• REQUIREMENT:
Your task is to print all of the entries exactly, though the pictures should not be included.

• DATA EXTRACTS:
..........

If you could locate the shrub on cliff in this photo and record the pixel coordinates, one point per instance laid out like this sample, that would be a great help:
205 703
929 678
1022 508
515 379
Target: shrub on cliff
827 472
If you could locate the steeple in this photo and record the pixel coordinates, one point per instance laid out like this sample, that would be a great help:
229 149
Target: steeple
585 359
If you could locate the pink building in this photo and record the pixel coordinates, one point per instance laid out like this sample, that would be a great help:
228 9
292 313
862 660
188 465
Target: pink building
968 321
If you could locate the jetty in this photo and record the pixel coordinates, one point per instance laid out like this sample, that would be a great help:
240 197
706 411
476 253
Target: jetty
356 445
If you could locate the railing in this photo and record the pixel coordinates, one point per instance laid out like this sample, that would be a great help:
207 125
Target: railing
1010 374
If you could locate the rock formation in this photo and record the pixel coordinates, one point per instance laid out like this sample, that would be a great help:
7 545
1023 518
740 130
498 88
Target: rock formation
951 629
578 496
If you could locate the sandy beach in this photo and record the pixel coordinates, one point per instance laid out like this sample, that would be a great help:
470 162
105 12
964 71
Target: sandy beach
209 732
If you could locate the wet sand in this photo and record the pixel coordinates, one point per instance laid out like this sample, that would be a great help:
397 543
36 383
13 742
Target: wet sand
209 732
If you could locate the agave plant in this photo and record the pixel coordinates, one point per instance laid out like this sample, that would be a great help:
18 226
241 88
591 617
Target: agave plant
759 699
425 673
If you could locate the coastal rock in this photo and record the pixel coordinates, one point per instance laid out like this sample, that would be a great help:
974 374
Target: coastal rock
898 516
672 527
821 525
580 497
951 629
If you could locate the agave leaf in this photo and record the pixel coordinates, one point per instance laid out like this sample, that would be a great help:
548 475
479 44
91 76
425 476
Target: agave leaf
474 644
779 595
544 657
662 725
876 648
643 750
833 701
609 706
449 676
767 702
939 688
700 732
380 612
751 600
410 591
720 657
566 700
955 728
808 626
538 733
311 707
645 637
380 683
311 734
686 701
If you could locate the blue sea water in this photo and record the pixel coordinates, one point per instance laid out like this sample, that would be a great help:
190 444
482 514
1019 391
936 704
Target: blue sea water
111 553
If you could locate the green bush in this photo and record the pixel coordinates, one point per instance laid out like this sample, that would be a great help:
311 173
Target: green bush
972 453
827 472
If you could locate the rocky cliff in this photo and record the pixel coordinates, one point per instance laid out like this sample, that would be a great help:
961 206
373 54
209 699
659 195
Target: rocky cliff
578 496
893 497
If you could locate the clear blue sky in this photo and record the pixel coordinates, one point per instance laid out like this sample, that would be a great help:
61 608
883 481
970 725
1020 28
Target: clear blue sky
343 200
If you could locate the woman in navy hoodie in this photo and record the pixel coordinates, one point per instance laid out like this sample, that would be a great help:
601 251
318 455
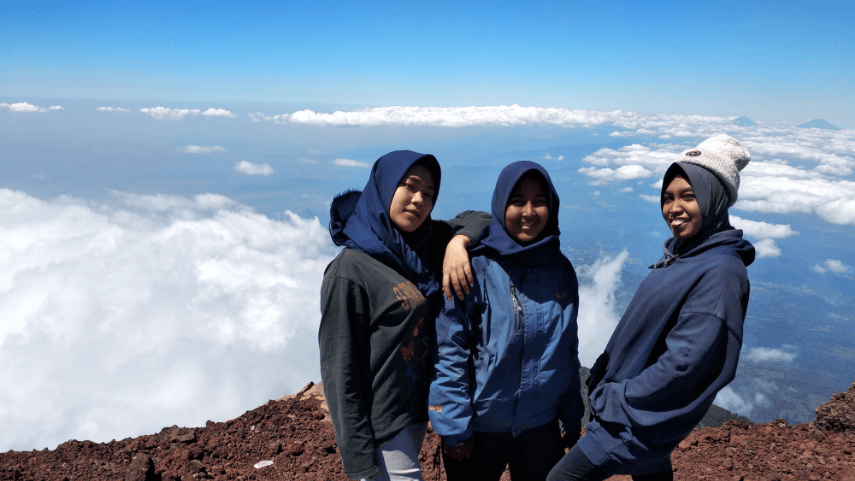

..........

• TASK SOLUTION:
If you could locate the shrub on cliff in this photo and record the pixel coordinates, one point per instance laid out like this sample, that would be a great help:
205 703
929 678
1022 508
515 379
Target: shrub on cliff
827 472
If you could locate the steeple in this photo and record the pixel coordinates, one point per instance laid out like this sample, that would be a great help:
229 149
Target: steeple
585 359
If you could locate the pink building in this photo and record the pixel coordinates, one point per instance laid out like this sample, that would be a great help:
228 9
292 313
862 660
188 465
Target: pink building
968 321
If you could locate the jetty in this photo and record the pixel coordinates, one point per instance laid out like this sample, that would be a great help:
240 197
706 411
476 253
Target: jetty
356 445
If you could locate the railing in this photo and record the pixel coordinates, one point per instance laid out like this sample, that would be a great help:
207 125
Target: railing
1010 374
If you could locate the rock formation in this photo and record the pixel coordinates, one point per instance laid out like this sample, that would be a great help:
7 545
1023 518
740 130
498 88
Target: rock formation
951 629
578 496
If you could locate the sandy beach in this photo and record the pixel coordinates, one point per instance laid out like this sample, that would be a great help:
470 162
105 12
964 71
Target: sandy beach
209 732
If you could locate the wet sand in this photo and record the pixel coordinates, one point per instance laid out like this sample, that would be a great help:
397 543
36 383
13 742
Target: wet sand
209 732
If you could locate the agave plant in this photo and record the pixel coordinates, one point per instance laid out like this sample, that would be a great help:
18 226
241 88
591 617
Target: agave plant
759 699
425 673
If you could locate the coastal rock in this photo and record the pixel coordinates, one point per instance laid out like this sample, that would be a great help:
974 374
Target: coastal rock
898 516
672 527
821 525
580 497
951 629
If you could locate the agave leaf in this photo and record the pixel coordinates, one point per instance laid out like this sample, that would be a great help:
548 475
479 44
91 76
425 476
Target: agave leaf
474 644
779 595
544 657
662 725
876 648
643 750
833 701
609 706
449 676
767 702
939 688
700 732
380 612
751 600
410 591
720 657
566 700
955 728
808 626
538 733
311 707
645 637
380 683
311 734
686 701
If you could locate the blue sea water in this photo and record the pixel coordinates, one point per instance laid out like this sample, that would be a great help:
190 444
482 514
1019 391
936 704
Target: blue sea water
111 553
If you could locate the green bush in this photo and record the pixel coordinates, one point per instance laid out like this sample, that would be a great help:
311 173
Target: green bush
972 453
827 472
If you could locate the rocky cliff in this photo and record the pixel coordinates, one point per instance laid out like this sample, that would be a great help:
961 206
373 54
209 699
659 195
Target: rocky cliff
578 496
893 497
If you could locate the clear blue sky in this photo and record the pixel coordinates, one point per instance laid out like this sample, that would be a great help:
61 608
883 481
970 725
1020 28
Target: clear blue sky
343 200
If you could locate the woman in navy hoodie in this photo and record the pixel coordinates, one point per instance laid out like this sample, that would be a great help:
601 251
318 455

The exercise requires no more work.